Challenge: Reproduce every one of the lines below word for word, omitting the pictures.

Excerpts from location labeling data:
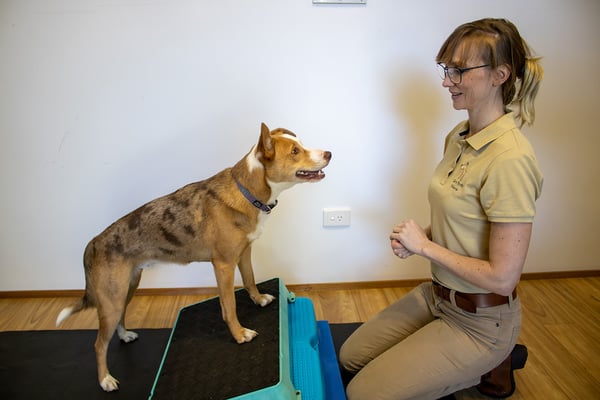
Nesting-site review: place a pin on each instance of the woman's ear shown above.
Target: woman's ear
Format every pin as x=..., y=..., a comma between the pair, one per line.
x=501, y=74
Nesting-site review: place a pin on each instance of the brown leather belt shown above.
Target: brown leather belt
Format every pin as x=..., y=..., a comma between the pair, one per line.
x=470, y=302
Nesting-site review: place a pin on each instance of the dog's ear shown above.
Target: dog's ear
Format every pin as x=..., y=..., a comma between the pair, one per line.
x=265, y=143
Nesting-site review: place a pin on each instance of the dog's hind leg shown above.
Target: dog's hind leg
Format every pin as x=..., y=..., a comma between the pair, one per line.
x=245, y=265
x=125, y=335
x=224, y=273
x=110, y=305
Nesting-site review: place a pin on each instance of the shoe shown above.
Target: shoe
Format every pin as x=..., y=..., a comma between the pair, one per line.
x=499, y=383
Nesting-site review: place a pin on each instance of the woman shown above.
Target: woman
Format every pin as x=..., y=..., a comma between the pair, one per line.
x=445, y=334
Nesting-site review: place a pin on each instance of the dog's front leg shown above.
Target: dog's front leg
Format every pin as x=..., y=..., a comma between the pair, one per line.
x=247, y=272
x=224, y=273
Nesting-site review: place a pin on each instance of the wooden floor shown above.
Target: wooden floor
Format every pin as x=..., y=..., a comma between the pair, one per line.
x=561, y=327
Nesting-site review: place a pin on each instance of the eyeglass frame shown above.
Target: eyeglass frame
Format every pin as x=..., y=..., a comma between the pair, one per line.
x=445, y=68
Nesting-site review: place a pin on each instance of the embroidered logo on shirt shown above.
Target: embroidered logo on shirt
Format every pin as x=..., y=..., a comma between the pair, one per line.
x=457, y=182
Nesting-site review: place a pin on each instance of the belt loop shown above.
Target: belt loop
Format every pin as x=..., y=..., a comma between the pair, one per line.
x=453, y=297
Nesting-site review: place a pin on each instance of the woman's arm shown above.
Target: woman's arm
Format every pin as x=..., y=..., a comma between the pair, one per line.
x=509, y=243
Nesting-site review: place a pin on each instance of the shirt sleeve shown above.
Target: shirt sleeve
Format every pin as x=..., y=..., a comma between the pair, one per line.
x=512, y=186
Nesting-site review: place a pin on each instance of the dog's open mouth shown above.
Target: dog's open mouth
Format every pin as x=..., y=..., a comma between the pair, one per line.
x=310, y=175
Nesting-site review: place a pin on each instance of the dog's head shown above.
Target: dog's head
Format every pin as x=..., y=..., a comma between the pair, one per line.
x=286, y=160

Response for this exercise:
Nesting-site review: place a pin on each instance of the woman's ear shown above.
Target: woman's ear
Format every pin as x=..., y=..., a comma between the pair, one per line.
x=501, y=74
Nesting-site review: place a pin on each instance of the brown leather belt shown above.
Target: brown leather belt
Format every pin as x=..., y=..., a comma between the pair, one per line.
x=470, y=302
Nesting-site review: place a pin on each instance of the dog's ear shown above.
Target: dog's ear
Format every pin as x=..., y=..., a comma between the pair, one per line.
x=265, y=143
Nesting-site review: place a pin on each instance of the dog's hind leg shown above.
Target: dog's hind leg
Format every pin as x=..., y=..., a comma between the pair, one per line.
x=245, y=265
x=125, y=335
x=224, y=273
x=110, y=305
Nesting-site review: place a pin on each instance of the shoe shown above.
Target: shoe
Format every pin as x=..., y=..., a comma between the pair, one per line.
x=499, y=383
Nesting-site review: place a pin on each instance of the woman shown above.
Target: woman
Format every pin as x=..., y=..., a comma between the pair, one per line.
x=445, y=334
Nesting-site review: place a pin on each instance of the dog's front leg shown above.
Target: dog's front leg
Format every pin as x=..., y=..., a comma between the pair, one per line.
x=247, y=272
x=224, y=273
Nesting-site review: place a pin on each instance of the wooden floor shown above.
Target: wooden floor
Format every pin as x=..., y=..., a comma between the pair, one per line.
x=561, y=327
Nesting-site review: place a pin on each instance of the eyeglass frame shown above.
Target: eyeglass frame
Format every pin as x=..., y=..., a comma between the pair, one per line.
x=445, y=68
Nesting-site review: place a pin on each instance of the embroidered logo on shirt shown above.
Target: embroidered logo on shirt
Format every pin as x=..., y=..., a comma between the pair, one per line.
x=457, y=182
Nesting-site review: place a pin on each instance of the belt loop shown above.
Target: belt loop
Format every pin as x=..., y=..., a comma between the pair, one per line.
x=453, y=297
Nesting-site review: place a pin on each instance of the woman's arm shown above.
Target: woman's arm
Format every pin as x=..., y=..., a comma between the pair, one per line.
x=509, y=243
Nesting-site review: place a pin on each instance of the shirt sleeve shown above.
Target: shirt sleeve
Format every pin as x=..., y=..., a comma between the pair, one per line.
x=512, y=186
Nesting-site review: place a pin on each instance of the dog's open mouth shown above.
Target: dog's open mouth
Format every pin as x=..., y=..., a comma between the pair, one per line.
x=310, y=175
Nesting-site review: place a pin on each instance of the dog's head shown above.
Target: dog's head
Format every pin as x=..., y=..., a comma between the pair, one per line.
x=286, y=160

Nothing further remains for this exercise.